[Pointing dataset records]

┏━━

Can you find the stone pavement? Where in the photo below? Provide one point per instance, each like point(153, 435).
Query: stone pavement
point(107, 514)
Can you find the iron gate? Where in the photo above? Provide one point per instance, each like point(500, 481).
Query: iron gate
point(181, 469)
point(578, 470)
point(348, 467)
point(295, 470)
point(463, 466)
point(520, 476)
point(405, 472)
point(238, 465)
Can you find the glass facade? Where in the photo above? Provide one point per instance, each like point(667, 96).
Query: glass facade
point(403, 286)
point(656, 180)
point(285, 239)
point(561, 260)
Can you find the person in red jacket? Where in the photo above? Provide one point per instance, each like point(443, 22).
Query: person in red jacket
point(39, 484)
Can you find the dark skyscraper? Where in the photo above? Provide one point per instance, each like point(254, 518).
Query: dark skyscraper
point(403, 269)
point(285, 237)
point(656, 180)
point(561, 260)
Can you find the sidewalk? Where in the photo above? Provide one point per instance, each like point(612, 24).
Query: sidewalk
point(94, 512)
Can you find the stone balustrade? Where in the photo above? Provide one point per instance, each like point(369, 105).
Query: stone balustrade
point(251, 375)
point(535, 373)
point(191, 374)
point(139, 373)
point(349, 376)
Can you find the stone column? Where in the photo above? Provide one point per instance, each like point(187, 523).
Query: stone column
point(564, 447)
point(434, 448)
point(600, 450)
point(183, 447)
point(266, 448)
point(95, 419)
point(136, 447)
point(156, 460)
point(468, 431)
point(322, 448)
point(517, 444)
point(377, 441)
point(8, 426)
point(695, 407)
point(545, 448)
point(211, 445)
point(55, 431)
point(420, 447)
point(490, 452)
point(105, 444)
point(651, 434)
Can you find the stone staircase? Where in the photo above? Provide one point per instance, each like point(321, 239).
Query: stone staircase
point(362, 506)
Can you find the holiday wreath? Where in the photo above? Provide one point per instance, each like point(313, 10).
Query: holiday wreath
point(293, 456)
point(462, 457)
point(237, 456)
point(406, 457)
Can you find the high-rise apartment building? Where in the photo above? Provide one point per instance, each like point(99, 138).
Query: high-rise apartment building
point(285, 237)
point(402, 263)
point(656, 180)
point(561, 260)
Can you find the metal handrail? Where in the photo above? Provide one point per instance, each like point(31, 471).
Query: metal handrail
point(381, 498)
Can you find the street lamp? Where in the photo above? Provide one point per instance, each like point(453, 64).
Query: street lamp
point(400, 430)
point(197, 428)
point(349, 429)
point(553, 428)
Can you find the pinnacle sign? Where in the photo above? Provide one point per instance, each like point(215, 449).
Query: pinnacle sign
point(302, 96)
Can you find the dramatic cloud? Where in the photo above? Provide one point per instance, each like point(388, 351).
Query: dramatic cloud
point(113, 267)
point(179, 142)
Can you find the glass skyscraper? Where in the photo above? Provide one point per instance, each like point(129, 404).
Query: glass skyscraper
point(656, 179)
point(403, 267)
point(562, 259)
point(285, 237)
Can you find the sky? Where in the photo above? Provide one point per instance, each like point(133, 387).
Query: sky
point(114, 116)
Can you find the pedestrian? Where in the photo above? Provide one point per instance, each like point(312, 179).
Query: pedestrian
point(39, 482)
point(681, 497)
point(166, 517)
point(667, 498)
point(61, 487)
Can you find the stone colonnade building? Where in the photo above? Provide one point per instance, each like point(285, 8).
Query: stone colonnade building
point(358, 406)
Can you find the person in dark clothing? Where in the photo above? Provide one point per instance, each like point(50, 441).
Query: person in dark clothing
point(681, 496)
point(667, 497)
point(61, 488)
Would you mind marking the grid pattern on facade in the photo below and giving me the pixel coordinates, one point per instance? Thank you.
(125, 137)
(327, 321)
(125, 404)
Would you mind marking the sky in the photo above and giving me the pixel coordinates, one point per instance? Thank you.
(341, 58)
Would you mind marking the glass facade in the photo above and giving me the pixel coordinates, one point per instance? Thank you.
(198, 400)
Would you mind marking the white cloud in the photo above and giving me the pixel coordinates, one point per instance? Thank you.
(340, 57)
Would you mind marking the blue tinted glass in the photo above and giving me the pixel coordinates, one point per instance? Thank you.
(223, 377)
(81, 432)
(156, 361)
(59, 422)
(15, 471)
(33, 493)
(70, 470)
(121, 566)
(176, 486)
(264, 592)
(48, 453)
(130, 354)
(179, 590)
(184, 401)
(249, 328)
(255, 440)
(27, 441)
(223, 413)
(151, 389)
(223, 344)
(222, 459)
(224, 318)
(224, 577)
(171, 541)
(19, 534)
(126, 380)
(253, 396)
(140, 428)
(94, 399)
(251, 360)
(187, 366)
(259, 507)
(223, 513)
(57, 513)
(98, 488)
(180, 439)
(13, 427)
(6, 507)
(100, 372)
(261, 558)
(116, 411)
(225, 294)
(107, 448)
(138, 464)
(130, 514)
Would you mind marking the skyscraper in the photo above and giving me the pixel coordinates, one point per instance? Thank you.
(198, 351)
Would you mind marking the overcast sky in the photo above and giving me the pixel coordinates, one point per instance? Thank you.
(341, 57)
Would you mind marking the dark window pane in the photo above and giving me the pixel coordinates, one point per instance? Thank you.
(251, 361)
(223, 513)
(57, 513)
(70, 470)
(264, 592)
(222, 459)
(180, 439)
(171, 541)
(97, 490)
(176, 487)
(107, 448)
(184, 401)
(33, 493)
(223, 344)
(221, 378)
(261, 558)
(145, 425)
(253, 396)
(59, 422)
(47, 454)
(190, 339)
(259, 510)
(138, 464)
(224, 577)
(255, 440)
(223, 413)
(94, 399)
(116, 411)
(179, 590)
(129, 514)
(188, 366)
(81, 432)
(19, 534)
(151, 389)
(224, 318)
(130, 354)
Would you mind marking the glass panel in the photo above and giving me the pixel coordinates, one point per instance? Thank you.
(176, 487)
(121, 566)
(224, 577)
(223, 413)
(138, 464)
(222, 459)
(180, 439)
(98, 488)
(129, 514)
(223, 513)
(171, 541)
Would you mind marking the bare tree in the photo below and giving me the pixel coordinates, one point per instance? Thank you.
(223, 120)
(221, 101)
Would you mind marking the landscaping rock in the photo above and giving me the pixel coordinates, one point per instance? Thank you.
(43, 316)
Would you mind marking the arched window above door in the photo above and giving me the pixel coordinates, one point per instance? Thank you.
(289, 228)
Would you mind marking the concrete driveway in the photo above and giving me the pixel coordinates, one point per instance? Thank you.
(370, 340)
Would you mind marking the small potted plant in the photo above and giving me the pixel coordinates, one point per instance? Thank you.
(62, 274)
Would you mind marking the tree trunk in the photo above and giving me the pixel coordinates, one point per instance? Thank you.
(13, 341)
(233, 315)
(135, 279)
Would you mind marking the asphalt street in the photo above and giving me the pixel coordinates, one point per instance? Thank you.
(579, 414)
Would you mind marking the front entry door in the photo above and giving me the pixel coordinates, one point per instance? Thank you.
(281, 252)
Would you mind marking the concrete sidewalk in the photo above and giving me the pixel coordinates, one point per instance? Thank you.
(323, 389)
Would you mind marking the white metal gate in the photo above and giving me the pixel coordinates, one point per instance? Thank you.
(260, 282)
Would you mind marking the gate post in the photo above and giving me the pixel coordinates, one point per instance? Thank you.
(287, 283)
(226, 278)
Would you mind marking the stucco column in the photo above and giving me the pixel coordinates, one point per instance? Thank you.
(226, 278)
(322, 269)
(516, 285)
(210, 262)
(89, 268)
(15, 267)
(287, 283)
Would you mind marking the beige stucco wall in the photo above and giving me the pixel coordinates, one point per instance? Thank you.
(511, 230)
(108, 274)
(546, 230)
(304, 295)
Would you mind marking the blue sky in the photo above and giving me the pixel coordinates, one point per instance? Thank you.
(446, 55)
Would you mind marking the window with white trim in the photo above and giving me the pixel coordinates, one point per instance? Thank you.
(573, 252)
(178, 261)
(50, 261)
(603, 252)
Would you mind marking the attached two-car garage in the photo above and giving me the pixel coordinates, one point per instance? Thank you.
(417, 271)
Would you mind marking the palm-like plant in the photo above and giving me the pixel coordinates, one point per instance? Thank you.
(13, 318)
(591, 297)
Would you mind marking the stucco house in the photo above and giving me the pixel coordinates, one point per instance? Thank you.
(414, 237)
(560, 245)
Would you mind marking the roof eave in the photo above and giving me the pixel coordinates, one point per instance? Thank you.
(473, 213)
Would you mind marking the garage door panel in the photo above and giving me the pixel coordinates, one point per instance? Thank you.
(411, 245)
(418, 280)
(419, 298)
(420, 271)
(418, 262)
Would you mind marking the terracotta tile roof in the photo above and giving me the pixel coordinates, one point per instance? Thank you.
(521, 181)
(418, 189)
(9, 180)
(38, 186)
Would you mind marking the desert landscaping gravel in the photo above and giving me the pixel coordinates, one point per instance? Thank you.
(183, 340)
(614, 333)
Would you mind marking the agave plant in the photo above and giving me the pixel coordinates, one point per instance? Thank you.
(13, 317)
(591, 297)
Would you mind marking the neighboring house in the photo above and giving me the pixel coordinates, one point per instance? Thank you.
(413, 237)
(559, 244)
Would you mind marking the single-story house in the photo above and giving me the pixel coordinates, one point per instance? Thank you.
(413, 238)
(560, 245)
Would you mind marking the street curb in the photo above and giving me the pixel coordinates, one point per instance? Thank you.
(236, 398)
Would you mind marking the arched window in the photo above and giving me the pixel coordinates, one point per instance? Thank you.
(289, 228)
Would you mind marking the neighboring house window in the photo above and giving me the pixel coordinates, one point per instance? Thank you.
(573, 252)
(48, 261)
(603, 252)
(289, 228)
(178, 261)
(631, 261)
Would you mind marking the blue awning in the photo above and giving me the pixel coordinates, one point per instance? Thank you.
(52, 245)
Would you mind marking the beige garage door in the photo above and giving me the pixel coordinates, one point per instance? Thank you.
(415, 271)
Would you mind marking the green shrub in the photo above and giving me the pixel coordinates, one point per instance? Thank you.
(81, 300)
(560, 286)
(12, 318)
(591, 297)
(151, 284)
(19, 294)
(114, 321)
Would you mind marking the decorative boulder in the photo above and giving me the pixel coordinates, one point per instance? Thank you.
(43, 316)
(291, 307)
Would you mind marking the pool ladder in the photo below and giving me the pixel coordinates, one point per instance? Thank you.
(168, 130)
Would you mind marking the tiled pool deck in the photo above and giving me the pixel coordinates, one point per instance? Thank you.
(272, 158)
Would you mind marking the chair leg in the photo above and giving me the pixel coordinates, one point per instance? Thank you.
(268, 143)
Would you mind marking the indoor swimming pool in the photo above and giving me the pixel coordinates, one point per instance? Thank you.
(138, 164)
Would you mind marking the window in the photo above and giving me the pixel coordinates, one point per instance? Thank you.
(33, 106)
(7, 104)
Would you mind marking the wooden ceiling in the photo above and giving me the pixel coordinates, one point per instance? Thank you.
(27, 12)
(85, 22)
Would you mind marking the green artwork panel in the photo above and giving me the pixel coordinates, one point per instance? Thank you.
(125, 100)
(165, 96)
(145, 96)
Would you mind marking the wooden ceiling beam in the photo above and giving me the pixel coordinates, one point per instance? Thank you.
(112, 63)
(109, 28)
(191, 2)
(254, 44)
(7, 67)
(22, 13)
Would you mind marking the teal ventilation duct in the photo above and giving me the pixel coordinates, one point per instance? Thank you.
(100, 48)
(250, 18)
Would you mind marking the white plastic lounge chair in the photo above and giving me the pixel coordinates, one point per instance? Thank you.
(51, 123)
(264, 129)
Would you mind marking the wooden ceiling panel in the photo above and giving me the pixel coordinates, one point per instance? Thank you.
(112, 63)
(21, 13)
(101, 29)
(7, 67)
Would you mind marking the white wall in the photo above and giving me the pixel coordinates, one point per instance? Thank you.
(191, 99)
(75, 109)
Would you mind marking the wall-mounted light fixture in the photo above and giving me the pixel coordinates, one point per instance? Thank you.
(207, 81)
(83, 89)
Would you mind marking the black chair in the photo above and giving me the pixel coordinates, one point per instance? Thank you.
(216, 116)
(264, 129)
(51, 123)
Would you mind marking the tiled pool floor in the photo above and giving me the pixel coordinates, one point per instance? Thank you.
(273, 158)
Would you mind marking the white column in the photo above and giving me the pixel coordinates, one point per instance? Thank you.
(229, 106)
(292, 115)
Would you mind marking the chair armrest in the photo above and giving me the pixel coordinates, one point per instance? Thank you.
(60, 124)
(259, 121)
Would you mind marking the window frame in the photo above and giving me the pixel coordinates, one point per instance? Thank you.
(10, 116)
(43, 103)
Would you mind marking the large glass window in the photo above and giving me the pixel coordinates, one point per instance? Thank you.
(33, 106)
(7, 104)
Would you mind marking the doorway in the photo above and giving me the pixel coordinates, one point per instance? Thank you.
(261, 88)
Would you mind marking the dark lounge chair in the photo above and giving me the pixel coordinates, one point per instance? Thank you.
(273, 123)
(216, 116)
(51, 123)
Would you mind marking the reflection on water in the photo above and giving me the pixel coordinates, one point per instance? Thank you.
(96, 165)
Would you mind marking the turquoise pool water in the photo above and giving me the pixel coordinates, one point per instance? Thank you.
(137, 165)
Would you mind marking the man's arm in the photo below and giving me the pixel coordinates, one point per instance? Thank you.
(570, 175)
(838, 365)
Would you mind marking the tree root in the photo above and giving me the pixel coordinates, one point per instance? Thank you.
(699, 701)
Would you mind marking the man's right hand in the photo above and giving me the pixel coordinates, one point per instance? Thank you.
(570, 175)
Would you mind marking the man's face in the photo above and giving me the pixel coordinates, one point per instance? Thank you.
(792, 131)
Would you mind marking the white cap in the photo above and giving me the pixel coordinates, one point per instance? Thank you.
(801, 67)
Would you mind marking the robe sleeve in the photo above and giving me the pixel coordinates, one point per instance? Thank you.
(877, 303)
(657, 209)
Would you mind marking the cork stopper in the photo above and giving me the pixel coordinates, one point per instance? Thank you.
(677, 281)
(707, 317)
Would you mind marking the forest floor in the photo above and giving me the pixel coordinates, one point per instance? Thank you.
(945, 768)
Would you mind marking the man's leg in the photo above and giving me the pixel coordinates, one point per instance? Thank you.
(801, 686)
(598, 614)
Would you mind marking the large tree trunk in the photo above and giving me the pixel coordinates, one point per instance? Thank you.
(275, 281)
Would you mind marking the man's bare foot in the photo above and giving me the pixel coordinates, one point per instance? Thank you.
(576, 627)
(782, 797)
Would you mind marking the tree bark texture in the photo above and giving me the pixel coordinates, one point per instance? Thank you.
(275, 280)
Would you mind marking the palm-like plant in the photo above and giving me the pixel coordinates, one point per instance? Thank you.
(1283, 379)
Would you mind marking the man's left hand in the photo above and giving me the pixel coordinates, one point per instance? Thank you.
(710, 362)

┗━━

Problem description -
Your task is to return, exactly and on their own, the lines from the one containing "Would you mind marking the turquoise" through the last line of the listing.

Output for this task -
Would you mind marking the turquoise pool water in the photo above and giving me the pixel coordinates, one point per instance? Thank you.
(137, 165)
Would you mind marking the man's arm in the photo below and giving me the pixel coordinates, one point per instance? Thank you.
(570, 175)
(838, 365)
Would you mind marking the tree root in the photo above and giving me the pixel coordinates, one point per instance? Thank you.
(699, 701)
Would you mind marking the man's right hand in the photo above and giving me the pixel coordinates, one point per instance? Thank you.
(570, 175)
Would you mind marking the man's face in the photo above and giving me the pixel coordinates, one point per instance? Thank you.
(792, 131)
Would you mind marking the white cap in the photo above and giving me the pixel coordinates, one point per instance? Thank you.
(801, 67)
Would you mind marking the robe sleeve in the photo above and giving me the pixel coordinates, one point per instance? Thank you.
(877, 303)
(657, 209)
Would you mind marking the cork stopper in the photo above and giving me the pixel coordinates, one point per instance? Thank you.
(677, 281)
(707, 317)
Would you mind marking the forest floor in the photo above and giving me the pixel coordinates, one point per instance? Thank you.
(945, 768)
Would you mind marking the man's leg in the photo above and giving me the pixel coordinates, one point per instance? Thank you.
(801, 686)
(598, 614)
Would you mind marking the large tree trunk in the photo above and giving me the pixel coordinates, one point per instance? Thank you.
(275, 281)
Would you mind marking the man's bare foot in the photo above and giving me the pixel coordinates, one point per instance? Thank you.
(576, 627)
(782, 797)
Would you mind marking the tree bark texture in the photo above and giving me the pixel coordinates, one point per instance? Thank you.
(275, 280)
Would you mind marking the palm-like plant in the photo above and giving me the pixel coordinates, one point per instance? Thank you.
(1283, 379)
Would you mind marking the man's left hand in the photo above and giving me the pixel coordinates, one point per instance? Thank you.
(710, 362)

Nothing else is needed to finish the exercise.